━━ RECORDED INFORMATION ━━

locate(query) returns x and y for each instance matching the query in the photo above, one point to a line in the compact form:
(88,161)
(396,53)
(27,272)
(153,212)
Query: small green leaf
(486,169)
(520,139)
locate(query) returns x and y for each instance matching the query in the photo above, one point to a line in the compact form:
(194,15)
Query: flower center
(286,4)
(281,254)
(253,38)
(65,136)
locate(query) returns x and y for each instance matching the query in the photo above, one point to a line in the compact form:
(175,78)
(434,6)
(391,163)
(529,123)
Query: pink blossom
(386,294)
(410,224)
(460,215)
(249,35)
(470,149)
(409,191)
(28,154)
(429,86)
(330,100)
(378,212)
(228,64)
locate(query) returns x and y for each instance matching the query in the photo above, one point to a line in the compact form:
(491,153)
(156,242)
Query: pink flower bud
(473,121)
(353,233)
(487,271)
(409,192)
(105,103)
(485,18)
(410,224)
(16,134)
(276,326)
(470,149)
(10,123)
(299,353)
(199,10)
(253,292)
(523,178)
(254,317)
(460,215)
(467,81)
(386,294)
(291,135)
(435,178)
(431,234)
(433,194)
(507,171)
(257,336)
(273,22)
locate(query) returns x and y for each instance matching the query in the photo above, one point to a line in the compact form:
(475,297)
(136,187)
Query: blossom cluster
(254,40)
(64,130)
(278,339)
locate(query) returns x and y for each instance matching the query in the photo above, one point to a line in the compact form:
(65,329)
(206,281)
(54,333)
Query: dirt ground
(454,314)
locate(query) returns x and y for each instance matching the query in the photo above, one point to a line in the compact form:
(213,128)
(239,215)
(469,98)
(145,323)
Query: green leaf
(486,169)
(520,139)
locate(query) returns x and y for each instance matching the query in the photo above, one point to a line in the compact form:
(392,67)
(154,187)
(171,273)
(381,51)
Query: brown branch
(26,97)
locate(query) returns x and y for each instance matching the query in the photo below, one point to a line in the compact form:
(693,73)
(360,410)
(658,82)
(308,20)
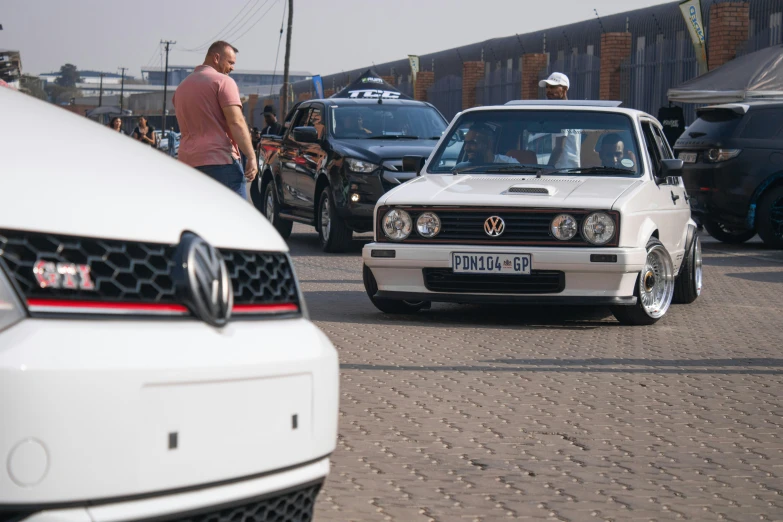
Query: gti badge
(69,276)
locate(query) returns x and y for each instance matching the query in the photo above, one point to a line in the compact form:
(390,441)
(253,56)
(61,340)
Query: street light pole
(165,84)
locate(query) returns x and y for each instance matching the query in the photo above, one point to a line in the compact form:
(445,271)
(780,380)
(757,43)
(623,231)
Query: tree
(69,76)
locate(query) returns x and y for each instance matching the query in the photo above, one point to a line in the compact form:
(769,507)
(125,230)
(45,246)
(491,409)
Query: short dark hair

━━━

WHAT YOU NEED TO DO: The lines to write out run from the one containing "photo below, one" through the final line of the material above, both included; write them out exactly, with no pictures.

RESULT OF THIS EXERCISE:
locate(query) returns x and y for each instance matching the query in the photo below, one point to a line in the compact form:
(693,73)
(360,410)
(658,82)
(308,20)
Query: gti badge
(69,276)
locate(query) returns x and y for each instance matching the query in the photo above, one point to a line in the compact form:
(390,441)
(253,56)
(61,340)
Query: street light pole
(165,84)
locate(query) returns x and y for each instance matching the query in the photo above, one point to a line in the compact form:
(445,271)
(780,380)
(757,43)
(623,231)
Query: tree
(69,76)
locate(query) returns x and y for each instance matching the query in the photo above, one point to a line in the compact form:
(769,507)
(125,230)
(45,246)
(491,409)
Query: short dark hair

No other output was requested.